--- Your instructions ---
Let the answer be the lines from the one with "What are the box coordinates for the heineken bottle" to the end of the entries, copied exactly with both boundary lines kept.

════════

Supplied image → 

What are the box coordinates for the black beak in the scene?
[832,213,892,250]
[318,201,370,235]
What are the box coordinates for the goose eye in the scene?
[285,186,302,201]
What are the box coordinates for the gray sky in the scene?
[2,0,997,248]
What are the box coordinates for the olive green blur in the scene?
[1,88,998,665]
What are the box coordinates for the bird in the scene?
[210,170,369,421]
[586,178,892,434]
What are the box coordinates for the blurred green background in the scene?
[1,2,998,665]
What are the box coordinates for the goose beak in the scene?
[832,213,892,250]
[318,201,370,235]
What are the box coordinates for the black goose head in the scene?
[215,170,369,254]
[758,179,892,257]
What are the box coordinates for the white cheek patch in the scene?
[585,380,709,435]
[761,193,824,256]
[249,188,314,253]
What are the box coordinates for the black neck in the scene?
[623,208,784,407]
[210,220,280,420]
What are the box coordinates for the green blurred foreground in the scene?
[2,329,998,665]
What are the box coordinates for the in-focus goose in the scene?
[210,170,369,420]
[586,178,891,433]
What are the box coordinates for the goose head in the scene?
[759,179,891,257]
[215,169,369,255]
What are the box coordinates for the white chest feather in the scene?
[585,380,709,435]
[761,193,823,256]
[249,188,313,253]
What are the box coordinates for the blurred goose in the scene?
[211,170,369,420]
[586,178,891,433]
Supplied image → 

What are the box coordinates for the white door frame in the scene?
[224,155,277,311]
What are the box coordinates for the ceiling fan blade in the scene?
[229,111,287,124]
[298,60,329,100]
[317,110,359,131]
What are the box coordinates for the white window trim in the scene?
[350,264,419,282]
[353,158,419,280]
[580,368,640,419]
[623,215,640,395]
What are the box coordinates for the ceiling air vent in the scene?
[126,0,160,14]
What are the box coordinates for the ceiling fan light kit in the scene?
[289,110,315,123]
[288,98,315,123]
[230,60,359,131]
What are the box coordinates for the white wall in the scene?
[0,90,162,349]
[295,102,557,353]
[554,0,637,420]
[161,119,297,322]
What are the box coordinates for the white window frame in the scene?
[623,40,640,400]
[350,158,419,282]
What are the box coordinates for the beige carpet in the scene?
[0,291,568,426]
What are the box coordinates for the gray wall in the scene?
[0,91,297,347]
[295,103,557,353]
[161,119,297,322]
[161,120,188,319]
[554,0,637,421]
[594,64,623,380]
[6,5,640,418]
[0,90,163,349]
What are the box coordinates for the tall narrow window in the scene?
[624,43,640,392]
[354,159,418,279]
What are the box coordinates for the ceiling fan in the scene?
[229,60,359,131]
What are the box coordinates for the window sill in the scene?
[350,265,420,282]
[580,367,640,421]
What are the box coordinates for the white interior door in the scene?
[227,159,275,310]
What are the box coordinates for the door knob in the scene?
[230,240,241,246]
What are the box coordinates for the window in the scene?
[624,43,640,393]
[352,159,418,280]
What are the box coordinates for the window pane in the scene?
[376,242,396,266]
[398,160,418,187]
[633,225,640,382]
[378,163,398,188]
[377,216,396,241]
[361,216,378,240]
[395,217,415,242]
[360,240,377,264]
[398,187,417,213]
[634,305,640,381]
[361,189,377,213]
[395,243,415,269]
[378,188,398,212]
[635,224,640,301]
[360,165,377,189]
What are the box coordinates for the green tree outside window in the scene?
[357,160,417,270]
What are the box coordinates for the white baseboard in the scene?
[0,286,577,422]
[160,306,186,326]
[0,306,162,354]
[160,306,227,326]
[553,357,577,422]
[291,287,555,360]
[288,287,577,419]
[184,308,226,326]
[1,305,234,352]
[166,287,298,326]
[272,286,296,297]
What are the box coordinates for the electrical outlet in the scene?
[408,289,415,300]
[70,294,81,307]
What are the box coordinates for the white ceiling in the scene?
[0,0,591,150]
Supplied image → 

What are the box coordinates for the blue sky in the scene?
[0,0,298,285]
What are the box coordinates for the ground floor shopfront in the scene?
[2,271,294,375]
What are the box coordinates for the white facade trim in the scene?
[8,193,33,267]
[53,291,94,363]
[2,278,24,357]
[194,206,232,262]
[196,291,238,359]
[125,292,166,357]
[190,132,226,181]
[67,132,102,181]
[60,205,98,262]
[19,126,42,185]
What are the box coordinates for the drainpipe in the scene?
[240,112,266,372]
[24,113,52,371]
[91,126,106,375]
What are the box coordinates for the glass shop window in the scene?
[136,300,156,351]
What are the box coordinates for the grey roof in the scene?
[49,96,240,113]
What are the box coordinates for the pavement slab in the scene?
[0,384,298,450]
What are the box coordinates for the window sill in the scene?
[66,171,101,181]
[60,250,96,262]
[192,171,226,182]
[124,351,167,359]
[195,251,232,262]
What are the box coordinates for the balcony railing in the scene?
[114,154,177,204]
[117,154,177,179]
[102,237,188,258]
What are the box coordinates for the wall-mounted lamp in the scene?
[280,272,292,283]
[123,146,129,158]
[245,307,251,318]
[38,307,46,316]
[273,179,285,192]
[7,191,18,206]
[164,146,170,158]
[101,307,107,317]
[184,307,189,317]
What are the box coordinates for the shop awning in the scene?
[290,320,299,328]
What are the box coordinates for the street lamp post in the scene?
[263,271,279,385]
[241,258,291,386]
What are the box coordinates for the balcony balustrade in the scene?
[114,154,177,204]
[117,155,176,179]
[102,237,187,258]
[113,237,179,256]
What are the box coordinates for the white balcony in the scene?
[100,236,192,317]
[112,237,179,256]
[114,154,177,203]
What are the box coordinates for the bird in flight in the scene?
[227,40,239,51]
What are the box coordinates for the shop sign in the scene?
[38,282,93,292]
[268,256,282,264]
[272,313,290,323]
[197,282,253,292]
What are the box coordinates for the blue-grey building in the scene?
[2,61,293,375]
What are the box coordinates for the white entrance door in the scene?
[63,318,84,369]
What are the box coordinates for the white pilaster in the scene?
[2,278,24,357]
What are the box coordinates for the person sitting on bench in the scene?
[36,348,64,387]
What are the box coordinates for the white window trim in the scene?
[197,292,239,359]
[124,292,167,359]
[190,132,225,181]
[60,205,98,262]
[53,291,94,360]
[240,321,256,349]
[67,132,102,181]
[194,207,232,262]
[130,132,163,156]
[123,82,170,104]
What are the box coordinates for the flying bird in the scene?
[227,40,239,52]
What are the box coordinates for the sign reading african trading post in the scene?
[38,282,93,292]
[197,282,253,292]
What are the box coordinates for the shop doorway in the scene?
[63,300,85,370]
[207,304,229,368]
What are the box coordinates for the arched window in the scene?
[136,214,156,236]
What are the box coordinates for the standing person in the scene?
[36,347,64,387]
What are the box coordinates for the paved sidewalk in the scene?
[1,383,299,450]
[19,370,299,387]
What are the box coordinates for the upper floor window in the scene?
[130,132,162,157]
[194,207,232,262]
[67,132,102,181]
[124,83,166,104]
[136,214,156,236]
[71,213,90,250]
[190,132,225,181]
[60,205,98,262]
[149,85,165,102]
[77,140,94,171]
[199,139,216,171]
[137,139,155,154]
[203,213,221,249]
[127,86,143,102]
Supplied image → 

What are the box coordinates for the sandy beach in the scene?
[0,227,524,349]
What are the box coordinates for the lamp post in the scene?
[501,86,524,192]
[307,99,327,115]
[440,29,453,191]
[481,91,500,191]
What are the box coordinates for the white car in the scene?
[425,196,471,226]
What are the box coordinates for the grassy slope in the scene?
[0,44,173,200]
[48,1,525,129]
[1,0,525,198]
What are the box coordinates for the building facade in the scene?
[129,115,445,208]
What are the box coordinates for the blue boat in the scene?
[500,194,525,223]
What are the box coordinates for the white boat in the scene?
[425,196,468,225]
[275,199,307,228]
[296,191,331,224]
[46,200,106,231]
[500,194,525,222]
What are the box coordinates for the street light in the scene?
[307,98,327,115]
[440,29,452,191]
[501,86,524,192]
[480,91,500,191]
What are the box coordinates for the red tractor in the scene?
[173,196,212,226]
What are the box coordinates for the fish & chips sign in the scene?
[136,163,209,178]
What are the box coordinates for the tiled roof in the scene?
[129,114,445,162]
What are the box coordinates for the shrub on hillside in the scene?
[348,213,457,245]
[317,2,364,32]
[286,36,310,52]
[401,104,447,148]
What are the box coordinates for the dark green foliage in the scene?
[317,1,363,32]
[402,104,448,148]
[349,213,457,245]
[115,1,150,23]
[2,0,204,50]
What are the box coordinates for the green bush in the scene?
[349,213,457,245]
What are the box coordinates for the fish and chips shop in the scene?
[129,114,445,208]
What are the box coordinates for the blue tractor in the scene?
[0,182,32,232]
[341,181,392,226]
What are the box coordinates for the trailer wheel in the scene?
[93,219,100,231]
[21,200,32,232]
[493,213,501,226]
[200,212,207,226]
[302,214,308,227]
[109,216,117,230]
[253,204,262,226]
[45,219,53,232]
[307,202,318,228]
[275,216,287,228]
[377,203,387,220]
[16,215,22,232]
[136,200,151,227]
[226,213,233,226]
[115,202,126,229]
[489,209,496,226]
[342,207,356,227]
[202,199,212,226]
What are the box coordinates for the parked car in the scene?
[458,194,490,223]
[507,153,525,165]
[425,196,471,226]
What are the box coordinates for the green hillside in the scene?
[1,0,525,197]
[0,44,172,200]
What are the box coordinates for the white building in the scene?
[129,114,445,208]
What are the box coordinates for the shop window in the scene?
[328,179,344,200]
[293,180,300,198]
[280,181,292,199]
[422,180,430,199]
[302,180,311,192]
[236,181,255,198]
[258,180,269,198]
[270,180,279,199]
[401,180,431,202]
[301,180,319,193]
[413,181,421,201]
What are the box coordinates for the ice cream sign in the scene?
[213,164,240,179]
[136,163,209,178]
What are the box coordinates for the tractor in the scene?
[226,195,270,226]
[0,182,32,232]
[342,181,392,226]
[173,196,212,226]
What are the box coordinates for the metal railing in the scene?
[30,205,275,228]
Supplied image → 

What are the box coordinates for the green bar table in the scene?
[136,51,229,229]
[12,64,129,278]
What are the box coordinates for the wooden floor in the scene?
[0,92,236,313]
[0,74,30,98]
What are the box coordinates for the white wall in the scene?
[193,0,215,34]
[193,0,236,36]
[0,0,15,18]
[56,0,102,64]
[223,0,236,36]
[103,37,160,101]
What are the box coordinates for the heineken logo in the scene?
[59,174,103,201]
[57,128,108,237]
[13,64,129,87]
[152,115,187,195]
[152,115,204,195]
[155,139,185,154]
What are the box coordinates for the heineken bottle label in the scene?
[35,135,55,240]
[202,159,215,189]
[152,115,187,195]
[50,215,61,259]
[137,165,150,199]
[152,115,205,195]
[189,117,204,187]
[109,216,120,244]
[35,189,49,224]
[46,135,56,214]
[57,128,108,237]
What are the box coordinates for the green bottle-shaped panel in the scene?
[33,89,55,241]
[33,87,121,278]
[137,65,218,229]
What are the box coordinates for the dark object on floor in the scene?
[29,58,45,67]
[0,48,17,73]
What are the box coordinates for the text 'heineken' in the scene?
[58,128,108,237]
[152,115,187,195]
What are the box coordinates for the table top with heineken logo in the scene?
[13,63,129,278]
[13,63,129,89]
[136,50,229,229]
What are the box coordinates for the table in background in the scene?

════════

--- Written response ---
What are the box coordinates for the heineken bottle label in the scene?
[35,135,55,240]
[202,159,215,189]
[152,115,187,195]
[50,215,61,259]
[137,165,150,199]
[152,115,205,195]
[189,117,204,187]
[109,216,120,244]
[35,189,49,224]
[46,135,56,214]
[57,128,108,237]
What are the box coordinates for the green bottle-shaped panel in the scene?
[33,89,55,241]
[33,87,121,278]
[137,65,218,229]
What are the box coordinates for the dark object on floor in the scene?
[29,58,45,67]
[0,48,17,73]
What are the box coordinates for the text 'heineken' in the scene?
[58,128,108,237]
[152,115,187,195]
What are the box coordinates for the table top with heineken logo in the scene?
[13,63,129,278]
[13,63,129,89]
[136,50,229,229]
What are the box coordinates for the table in background in the scene?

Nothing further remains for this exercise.